→ **EXERCISE REQUIREMENTS**
Give back, word for word, only the lines from the one containing "Place a point on every instance of the building" to the end of the listing below.

→ **PROVIDED RECORDS**
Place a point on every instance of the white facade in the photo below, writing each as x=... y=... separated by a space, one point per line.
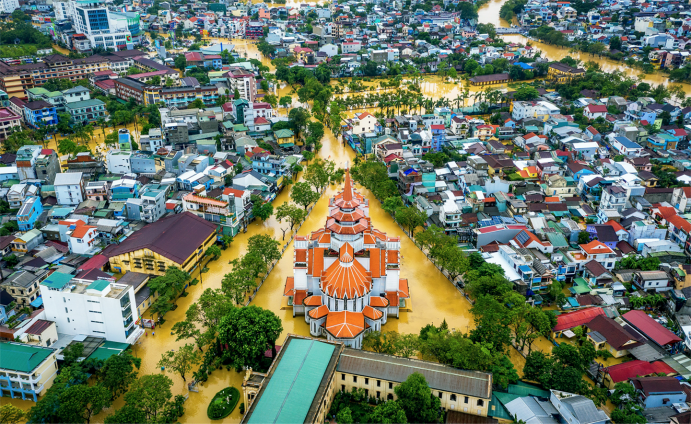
x=69 y=188
x=101 y=309
x=119 y=162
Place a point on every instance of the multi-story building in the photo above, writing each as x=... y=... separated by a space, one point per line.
x=330 y=367
x=86 y=111
x=341 y=295
x=26 y=161
x=69 y=188
x=29 y=213
x=156 y=247
x=153 y=204
x=15 y=80
x=100 y=308
x=40 y=114
x=26 y=371
x=47 y=165
x=243 y=81
x=9 y=122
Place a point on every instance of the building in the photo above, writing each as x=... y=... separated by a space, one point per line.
x=40 y=114
x=100 y=308
x=178 y=240
x=29 y=212
x=69 y=188
x=47 y=166
x=9 y=120
x=87 y=111
x=564 y=73
x=346 y=276
x=329 y=367
x=26 y=371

→ **RESULT OF THE EXERCISE**
Place a point on every instance of the building in the photo above, writing each as x=... y=... separated by a space, one point per line.
x=40 y=114
x=100 y=308
x=178 y=240
x=29 y=212
x=69 y=188
x=47 y=166
x=9 y=120
x=87 y=111
x=564 y=73
x=346 y=276
x=329 y=367
x=26 y=371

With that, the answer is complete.